Juin 152011
 

Les ministres de l’Intérieur du G8 ont adopté, le 10 mai, “un plan d’action” contre le narcotrafic. Selon Youri Fedotov, directeur exécutif de l’Organisation des Nations unies contre la drogue et le crime (ONUDC), le marché de la drogue représenterait, au minimum, “un marché de 320 milliards de dollars par an”.

Depuis vingt ans, gouvernements interlopes, groupes insurgés ou organisations criminelles et terroristes (AQMI, Farcs, talibans, mafias turques, albanaises, italiennes…) exploitent les zones de culture du pavot, de la coca et du cannabis.

Surfant sur les schémas de la mondialisation et de l’économie vertueuse, ils ont créé un véritable marché planétaire, au sein duquel les pays du Nord sont les principaux consommateurs, mais pas seulement…

L’hydre du XXIe siècle”. En qualifiant ainsi le narcotrafic,Youri Fedotov, directeur exécutif de l’Organisation des Nations unies contre la drogue et le crime (ONUDC) souligne combien les narcotraficants ont profité de la mondialisation pour étendre leurs réseaux sur toute la surface du globe, lançant ainsi un redoutable défi aux États et aux organisations internationales.

La cocaïne à l’assaut de nouveaux marchés

Jusqu’au début des années 2000, les flux de cocaïne concernaient essentiellement le continent américain. Selon l’agence Interpol, “la production, le trafic et la consommation illicites de cocaïne, auparavant considérés comme concernant principalement les Etats Unis, revêtent de plus en plus une dimension mondiale. Le trafic de cocaïne génère des milliards de dollars chaque année. Les organisations criminelles utilisent ces profits pour acquérir du pouvoir et pour financer d’autres groupes de malfaiteurs, des terroristes et des insurrections”. Colombie, Pérou, Bolivie, Équateur restent les principaux pays producteurs de coca. Le Mexique, miné par les “méga-gangs”,suit de près. Une fois le “marché” nord-américain saturé, les trafiquants se sont tournés vers le “marché” européen.

L’Afrique de l’Ouest constitue le nœud du trafic de cocaïne en provenance d’Amérique latine et à destination de l’Union européenne (21 tonnes convoyées en 2009), avec, en premier lieu, la Guinée Bissau (classée parmi les principaux narco-État).La drogue y arrive par cargos, avions ou sous-marins. Selon un dossier du Spectacle du monde (juin 2011) consacré au crime mondialisé et piloté par le criminologue Xavier Raufer, “à Conakry, la police a aussi découvert des laboratoires servant à élaborer la cocaïne et l’ecstasy. De plus en plus, en effet, les trafiquants acheminent la coca non raffinée en Afrique de l’Ouest, pour limiter les pertes en cas de saisie. La drogue est ensuite divisée en petits lots et envoyée, via les pays du Maghreb, sur le territoire de l’UE. Une partie est confiée à des ‘mules’ qui se remplissent les intestins de petits paquets de poudre et tentent de passer les frontières. Le reste voyage en vrac, au milieu de containers charriant des marchandises licites. En Europe, le trafic est étroitement lié à la diaspora nigériane, surtout en Suisse.”

----

- [CE QU'IL FAUT FAIRE]: D'après le texte sur le narcotrafic, combien de tonnes de cocaïne ont été convoyées en 2009 depuis l'Amérique latine vers l'Union européenne via l'Afrique de l'Ouest ? Les enregistrements ne jouent ici aucun rôle.

- [Éléments d'étiquetage des contours]:
----

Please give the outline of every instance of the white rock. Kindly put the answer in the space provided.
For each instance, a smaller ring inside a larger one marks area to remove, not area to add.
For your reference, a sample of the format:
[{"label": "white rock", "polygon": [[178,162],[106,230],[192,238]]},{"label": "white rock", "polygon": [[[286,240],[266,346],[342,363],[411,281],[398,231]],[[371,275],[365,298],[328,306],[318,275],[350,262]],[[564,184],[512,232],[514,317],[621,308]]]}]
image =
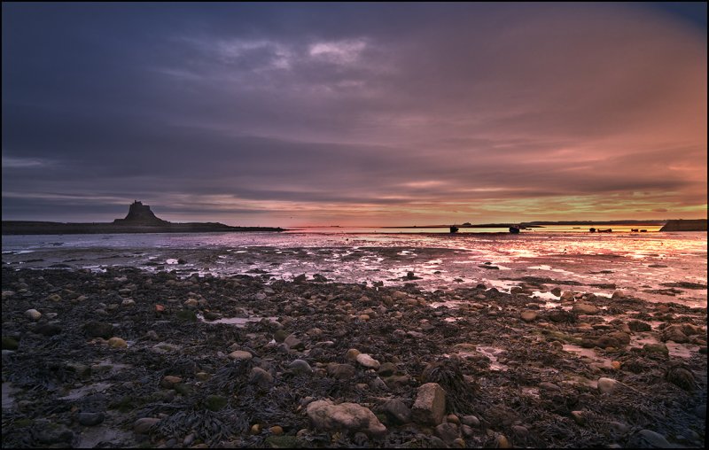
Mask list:
[{"label": "white rock", "polygon": [[603,393],[612,392],[618,382],[612,378],[598,378],[598,391]]},{"label": "white rock", "polygon": [[367,369],[374,369],[375,370],[379,369],[379,361],[372,358],[367,353],[360,353],[357,355],[357,362],[362,364]]},{"label": "white rock", "polygon": [[32,321],[38,321],[42,317],[42,313],[36,309],[27,309],[25,311],[25,315]]},{"label": "white rock", "polygon": [[315,428],[326,431],[363,432],[374,438],[386,433],[374,413],[356,403],[334,405],[330,400],[317,400],[308,405],[308,417]]}]

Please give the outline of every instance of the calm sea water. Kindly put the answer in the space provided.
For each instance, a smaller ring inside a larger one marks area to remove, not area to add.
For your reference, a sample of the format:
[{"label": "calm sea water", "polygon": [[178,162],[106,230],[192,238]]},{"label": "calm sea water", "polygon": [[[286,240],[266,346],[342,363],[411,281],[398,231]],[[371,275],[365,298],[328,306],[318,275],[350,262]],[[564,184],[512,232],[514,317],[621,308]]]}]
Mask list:
[{"label": "calm sea water", "polygon": [[[99,271],[129,266],[272,280],[321,274],[346,283],[413,281],[425,289],[485,283],[505,291],[522,277],[534,276],[578,282],[581,286],[559,285],[598,295],[617,289],[651,301],[706,306],[705,233],[596,227],[613,232],[591,234],[586,227],[570,226],[519,235],[463,229],[451,235],[443,229],[332,227],[285,233],[4,236],[2,252],[3,261],[18,268]],[[420,279],[408,279],[409,272]],[[539,295],[554,299],[548,292]]]}]

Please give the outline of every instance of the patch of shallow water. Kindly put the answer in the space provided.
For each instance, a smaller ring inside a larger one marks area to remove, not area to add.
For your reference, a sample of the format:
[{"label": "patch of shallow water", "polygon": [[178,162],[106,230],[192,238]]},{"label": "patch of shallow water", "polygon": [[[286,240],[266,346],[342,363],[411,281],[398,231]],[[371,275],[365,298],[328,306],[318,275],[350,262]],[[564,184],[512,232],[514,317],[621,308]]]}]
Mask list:
[{"label": "patch of shallow water", "polygon": [[238,328],[243,328],[246,326],[246,323],[250,322],[261,322],[262,319],[267,319],[271,322],[277,322],[278,320],[277,317],[261,317],[261,316],[251,316],[251,317],[225,317],[222,319],[217,319],[215,321],[207,321],[202,314],[197,314],[198,319],[204,322],[205,323],[226,323],[227,325],[234,325]]},{"label": "patch of shallow water", "polygon": [[532,292],[532,297],[541,299],[544,300],[558,300],[561,299],[558,295],[554,295],[551,292],[542,292],[541,291],[534,291]]},{"label": "patch of shallow water", "polygon": [[77,389],[72,389],[64,397],[59,397],[59,400],[79,400],[82,397],[86,397],[89,394],[103,392],[112,385],[113,384],[111,383],[94,383],[93,384],[88,384],[86,386],[82,386]]},{"label": "patch of shallow water", "polygon": [[529,266],[526,268],[530,270],[547,270],[549,272],[557,272],[557,274],[574,275],[573,272],[569,272],[568,270],[564,270],[563,268],[554,268],[551,266],[546,264],[540,264],[539,266]]},{"label": "patch of shallow water", "polygon": [[[77,448],[126,447],[133,433],[108,427],[90,427],[82,432]],[[110,446],[105,446],[108,444]],[[100,445],[100,446],[99,446]]]},{"label": "patch of shallow water", "polygon": [[579,358],[588,360],[590,362],[599,364],[602,367],[612,368],[612,361],[610,359],[598,355],[592,348],[583,348],[580,345],[574,345],[573,344],[564,344],[562,349],[565,352],[574,353]]},{"label": "patch of shallow water", "polygon": [[15,400],[12,396],[19,392],[19,389],[12,386],[12,383],[3,383],[3,409],[12,407],[15,404]]}]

----

- [LA RÉPONSE]: 21 tonnes.